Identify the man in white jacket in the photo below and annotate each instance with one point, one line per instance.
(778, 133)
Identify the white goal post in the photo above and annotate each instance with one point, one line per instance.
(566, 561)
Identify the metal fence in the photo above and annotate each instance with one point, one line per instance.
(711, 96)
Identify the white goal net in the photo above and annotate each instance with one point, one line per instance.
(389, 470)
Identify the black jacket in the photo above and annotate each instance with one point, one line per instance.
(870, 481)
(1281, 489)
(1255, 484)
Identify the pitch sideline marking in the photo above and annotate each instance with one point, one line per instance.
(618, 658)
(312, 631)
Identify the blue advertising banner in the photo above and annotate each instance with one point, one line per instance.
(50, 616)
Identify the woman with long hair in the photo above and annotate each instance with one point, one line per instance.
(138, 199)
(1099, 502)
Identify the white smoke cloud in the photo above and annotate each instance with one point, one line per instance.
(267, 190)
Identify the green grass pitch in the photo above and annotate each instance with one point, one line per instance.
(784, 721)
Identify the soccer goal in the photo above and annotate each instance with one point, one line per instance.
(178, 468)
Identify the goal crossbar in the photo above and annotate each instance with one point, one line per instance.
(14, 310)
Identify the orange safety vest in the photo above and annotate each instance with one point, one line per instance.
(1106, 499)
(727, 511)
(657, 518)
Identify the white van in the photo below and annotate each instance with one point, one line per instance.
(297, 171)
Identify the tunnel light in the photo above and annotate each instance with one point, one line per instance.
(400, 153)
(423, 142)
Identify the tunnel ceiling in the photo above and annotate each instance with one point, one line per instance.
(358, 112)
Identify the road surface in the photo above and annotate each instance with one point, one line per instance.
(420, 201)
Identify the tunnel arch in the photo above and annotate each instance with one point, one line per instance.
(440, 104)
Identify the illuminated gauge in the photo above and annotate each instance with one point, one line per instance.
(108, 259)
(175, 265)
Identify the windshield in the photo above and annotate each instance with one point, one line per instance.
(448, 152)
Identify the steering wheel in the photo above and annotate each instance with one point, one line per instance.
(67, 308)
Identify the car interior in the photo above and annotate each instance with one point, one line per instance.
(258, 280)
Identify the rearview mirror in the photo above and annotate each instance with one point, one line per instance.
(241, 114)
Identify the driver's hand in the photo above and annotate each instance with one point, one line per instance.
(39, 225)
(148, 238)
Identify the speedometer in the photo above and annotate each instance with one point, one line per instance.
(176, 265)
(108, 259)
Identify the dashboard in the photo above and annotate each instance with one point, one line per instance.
===============
→ **What the task asks**: When the entries above are retyped, each line must stay exactly as it is.

→ **Response to this exercise**:
Identify the man in white jacket in the photo below and annotate each instance with one point, one line per instance.
(778, 133)
Identify the white goal post in the photo above and annotate each instance with one point, one line per instance.
(566, 561)
Identify the metal fence in the photo above and annotate each instance with one point, one line per instance.
(711, 96)
Identify the white goal net in the photo above and annotate each instance with one point, one line per instance.
(389, 470)
Identify the black jacket in the photo above and annotate each instance with one point, one line per instance.
(870, 481)
(1281, 489)
(1255, 484)
Identify the pitch sideline marking in the photo above and annotate each instance with one point, one line per instance.
(618, 658)
(312, 631)
Identify the blue advertising banner in the photo above and annotate each instance with one point, one line per instance.
(50, 616)
Identify the woman with long hair in the photo above and annotate each instance with one point, one line per instance.
(138, 199)
(1099, 502)
Identify the white smoke cloud in the photo above and annotate each instance with one point, one line per instance.
(267, 190)
Identify the green grass pitch in the photo above and annotate each instance with one point, one line per instance.
(784, 721)
Identify the soccer goal in the photo above and annotate each instance with one point, one line per instance.
(178, 468)
Identify the goal crossbar in the photo above and annotate each instance with one point, one line per instance.
(14, 310)
Identify the orange safety vest in the photo above and annotate each instance with one point, one line per instance.
(1106, 499)
(727, 511)
(657, 518)
Identify the white van in the photo below and annotate each instance with one point, one line per instance.
(297, 171)
Identify the tunnel light in the photo above and annotate each instance with one point, one line per instance.
(400, 153)
(423, 142)
Identify the tunnel ceiling in the photo above and annotate each instance with one point, one line per instance.
(358, 112)
Identify the road surface in the photo above and annotate each instance with one point, one line per instance.
(420, 201)
Identify the tunnel arch in the photo above and annotate each instance with one point, one line per instance.
(440, 104)
Identify the illuminated gauge in the photo above and annotate each instance with one point, one line per instance.
(108, 259)
(175, 265)
Identify the windshield in the photo above and annotate each instance with one point, one line per instance.
(448, 152)
Identify the steering wheel in the photo above and annotate each instance with one point, one line per instance.
(67, 308)
Identify the car interior in the photo above and annotate each instance with one point, one line per instance.
(258, 280)
Identify the rearview mirror in the photo above and annotate each instance with one point, one line per instance.
(241, 114)
Identify the driver's hand in the photo above and annotate each instance with one point, one line per instance.
(39, 225)
(148, 238)
Identify the speedometer in the photo above and annotate each instance with one point, one line per instance.
(176, 265)
(108, 259)
Identify the dashboard in the photo above and annotate each instance with one point, one line per instance.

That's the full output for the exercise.